The following are the contractual maturities of financial liabilities, including estimated interest payments, at June 30, 2011:

(c) Market risk:
Market risk is the risk that changes in market conditions, such as commodity prices, interest rates and foreign exchange rates will affect the Company’s net income or value of financial instruments. The objective of market risk management is to manage and curtail market risk exposure within acceptable limits, while maximizing the Company’s returns.

The Company utilizes both financial derivatives and physical delivery sales contracts to manage market risks. All such transactions are conducted in accordance with the risk management policy that has been approved by the Board of Directors.

Currency risk has minimal impact on the value of the financial assets and liabilities on the statement of financial position at June 30, 2011. Changes in the US to Canadian exchange rate, however, could influence future petroleum and natural gas prices which could impact the value of certain derivative contracts. This influence cannot be accurately quantified.

Interest rate risk has minimal impact on the Company at the balance sheet date as there was a nominal average amount of cash in short-term investments and only small amounts drawn on the credit facilities over the period. At the end of the second quarter, there was a draw on the Company’s credit facilities of $44.4 million, which will expose the Company to interest rate risk via fluctuations in floating rate of interest on a go-forward basis.

Commodity price risk is the risk that the fair value or future cash flow will fluctuate as a result of changes in commodity prices. Commodity prices for oil and natural gas are impacted by not only the relationship between the Canadian and United States dollar but also world economic events that dictate the levels of supply and demand. As at June 30, 2011, the Company has entered into certain financial derivative and physical delivery sales contracts in order to manage commodity risk. These instruments are not used for trading or speculative purposes. The Company has not designated its financial derivative contracts as effective accounting hedges, even though the Company considers all commodity contracts to be effective economic hedges. As a result, all such commodity contracts are recorded on the statement of financial position at fair value, with changes in the fair value being recognized as an unrealized gain or loss on the consolidated statement of income.

The unrealized gain/(loss) on derivative contracts has been included on the statement of financial position with changes in the fair value included in the unrealized gain/(loss) on financial instruments on the statement of income.

As at June 30, 2011, if the future strip prices for oil were $1.00 per bbl higher, with all other variables held constant, before-tax earnings for the period would have been $0.4 million lower. An equal and opposite impact would have occurred to before-tax earnings and the fair value of the derivative contracts liability oil prices $1.00 per bbl lower.

In addition to the financial commodity contracts discussed above, the Company has entered into physical contracts to manage commodity risk. These contracts are considered normal sales contracts and are not recorded at fair value in the consolidated financial statements.

Entries from a dataset:
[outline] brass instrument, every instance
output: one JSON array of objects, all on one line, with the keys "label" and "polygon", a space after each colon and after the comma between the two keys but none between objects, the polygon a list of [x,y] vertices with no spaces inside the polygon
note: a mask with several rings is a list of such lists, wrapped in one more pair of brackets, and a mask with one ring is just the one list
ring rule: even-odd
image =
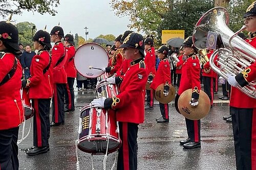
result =
[{"label": "brass instrument", "polygon": [[[177,53],[175,53],[172,54],[172,55],[170,55],[170,58],[173,61],[174,61],[174,64],[175,65],[175,66],[176,66],[177,63],[178,63],[178,62],[180,62],[180,60],[179,60],[179,58],[178,58],[178,54]],[[177,67],[177,68],[180,69],[181,67],[181,65]]]},{"label": "brass instrument", "polygon": [[[199,19],[193,34],[193,43],[199,49],[207,47],[208,32],[219,35],[221,38],[215,40],[224,47],[219,46],[220,48],[214,52],[209,58],[209,64],[214,71],[226,80],[228,79],[227,74],[238,75],[254,63],[256,59],[256,49],[237,36],[246,27],[244,26],[234,33],[227,26],[228,22],[229,14],[227,10],[223,7],[216,7],[206,12]],[[214,63],[214,59],[217,55],[219,56],[217,65],[220,66],[220,68]],[[250,82],[243,87],[239,86],[237,88],[255,99],[256,90],[253,85],[255,84],[254,82]]]},{"label": "brass instrument", "polygon": [[[199,61],[201,64],[204,65],[209,61],[209,59],[207,56],[207,52],[206,49],[201,49],[198,51],[199,53]],[[210,67],[208,68],[204,68],[204,72],[209,73],[210,71]]]}]

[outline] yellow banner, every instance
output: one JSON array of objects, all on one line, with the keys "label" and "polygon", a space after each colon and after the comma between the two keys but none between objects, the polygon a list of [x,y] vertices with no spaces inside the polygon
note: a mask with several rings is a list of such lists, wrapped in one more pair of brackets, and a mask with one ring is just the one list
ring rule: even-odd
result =
[{"label": "yellow banner", "polygon": [[166,44],[170,38],[179,37],[185,39],[185,30],[162,30],[162,44]]}]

THE TASKS ::
• 1. Check each statement against the market risk passage and answer yes or no, quoting the exact words that decide it: (a) The Company uses its commodity instruments for trading. (b) At the end of the second quarter, the Company had drawn $44.4 million on its credit facilities. (c) The Company's physical contracts are recorded at fair value in the consolidated financial statements.
• 2. Retype the market risk passage from "Currency risk has" up to and including "a go-forward basis.".
These rows have nothing to do with the market risk passage.

ANSWERS FOR THE EXERCISE ::
• 1.
(a) No. "These instruments are not used for trading or speculative purposes."
(b) Yes. "At the end of the second quarter, there was a draw on the Company’s credit facilities of $44.4 million"
(c) No. "These contracts are considered normal sales contracts and are not recorded at fair value in the consolidated financial statements."

• 2.
Currency risk has minimal impact on the value of the financial assets and liabilities on the statement of financial position at June 30, 2011. Changes in the US to Canadian exchange rate, however, could influence future petroleum and natural gas prices which could impact the value of certain derivative contracts. This influence cannot be accurately quantified.

Interest rate risk has minimal impact on the Company at the balance sheet date as there was a nominal average amount of cash in short-term investments and only small amounts drawn on the credit facilities over the period. At the end of the second quarter, there was a draw on the Company’s credit facilities of $44.4 million, which will expose the Company to interest rate risk via fluctuations in floating rate of interest on a go-forward basis.